▶ [INSTRUCTIONS FOR THE TASK]
Restating the records exactly is the whole task.

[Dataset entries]
____
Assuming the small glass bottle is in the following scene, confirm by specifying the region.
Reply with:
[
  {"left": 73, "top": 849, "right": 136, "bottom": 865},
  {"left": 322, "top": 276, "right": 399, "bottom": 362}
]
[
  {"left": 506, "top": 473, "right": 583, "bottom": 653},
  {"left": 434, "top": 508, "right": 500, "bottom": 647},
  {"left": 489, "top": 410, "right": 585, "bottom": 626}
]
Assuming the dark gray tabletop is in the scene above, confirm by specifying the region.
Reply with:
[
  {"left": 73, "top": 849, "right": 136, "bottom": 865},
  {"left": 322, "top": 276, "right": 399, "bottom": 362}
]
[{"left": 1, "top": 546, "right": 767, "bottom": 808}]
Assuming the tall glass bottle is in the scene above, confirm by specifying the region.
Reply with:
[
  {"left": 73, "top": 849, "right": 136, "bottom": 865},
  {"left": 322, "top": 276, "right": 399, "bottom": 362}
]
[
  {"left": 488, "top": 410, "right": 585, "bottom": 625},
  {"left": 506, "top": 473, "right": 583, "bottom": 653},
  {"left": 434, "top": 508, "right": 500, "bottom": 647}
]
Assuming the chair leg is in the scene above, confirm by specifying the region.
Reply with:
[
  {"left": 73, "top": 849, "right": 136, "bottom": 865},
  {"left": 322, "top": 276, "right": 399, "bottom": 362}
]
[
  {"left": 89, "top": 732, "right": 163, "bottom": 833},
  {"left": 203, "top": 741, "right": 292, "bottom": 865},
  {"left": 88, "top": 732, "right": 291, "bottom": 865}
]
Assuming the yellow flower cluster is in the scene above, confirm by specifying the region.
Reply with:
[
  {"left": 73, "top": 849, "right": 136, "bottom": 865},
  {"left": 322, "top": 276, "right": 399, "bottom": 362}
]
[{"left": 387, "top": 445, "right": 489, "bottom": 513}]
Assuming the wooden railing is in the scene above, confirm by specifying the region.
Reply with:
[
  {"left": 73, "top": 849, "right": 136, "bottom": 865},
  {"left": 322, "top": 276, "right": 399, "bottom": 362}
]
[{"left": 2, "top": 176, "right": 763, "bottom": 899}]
____
▶ [EXERCISE ANSWER]
Assuming the small glass bottle is in the following scene, confirm by specifying the region.
Reply with:
[
  {"left": 73, "top": 849, "right": 136, "bottom": 865},
  {"left": 322, "top": 276, "right": 399, "bottom": 362}
]
[
  {"left": 506, "top": 473, "right": 583, "bottom": 653},
  {"left": 434, "top": 508, "right": 500, "bottom": 647},
  {"left": 489, "top": 410, "right": 585, "bottom": 626}
]
Assuming the dark gray tabletop is in the scene above, confirm by specifying the region.
Reply with:
[
  {"left": 73, "top": 849, "right": 136, "bottom": 865},
  {"left": 322, "top": 276, "right": 399, "bottom": 362}
]
[{"left": 1, "top": 546, "right": 767, "bottom": 808}]
Assuming the tall glass bottle is in the scene above, confirm by specifying the region.
Reply with:
[
  {"left": 73, "top": 849, "right": 136, "bottom": 865},
  {"left": 322, "top": 276, "right": 399, "bottom": 362}
]
[
  {"left": 488, "top": 410, "right": 585, "bottom": 625},
  {"left": 506, "top": 473, "right": 583, "bottom": 653},
  {"left": 434, "top": 508, "right": 500, "bottom": 647}
]
Assuming the chair leg is in the scene above, confirm by specifying the region.
Reply with:
[
  {"left": 73, "top": 849, "right": 136, "bottom": 865},
  {"left": 322, "top": 276, "right": 399, "bottom": 362}
]
[
  {"left": 89, "top": 732, "right": 163, "bottom": 833},
  {"left": 203, "top": 741, "right": 292, "bottom": 865},
  {"left": 88, "top": 732, "right": 291, "bottom": 865}
]
Assuming the yellow flower cluster is in the scene above, confirm by specifying the region.
Reply with:
[
  {"left": 73, "top": 849, "right": 136, "bottom": 865},
  {"left": 322, "top": 276, "right": 399, "bottom": 362}
]
[{"left": 387, "top": 445, "right": 489, "bottom": 513}]
Assuming the wooden railing is in the scene above, confirm by specifying the region.
Reply with:
[
  {"left": 73, "top": 849, "right": 136, "bottom": 865},
  {"left": 322, "top": 276, "right": 399, "bottom": 362}
]
[{"left": 2, "top": 176, "right": 763, "bottom": 899}]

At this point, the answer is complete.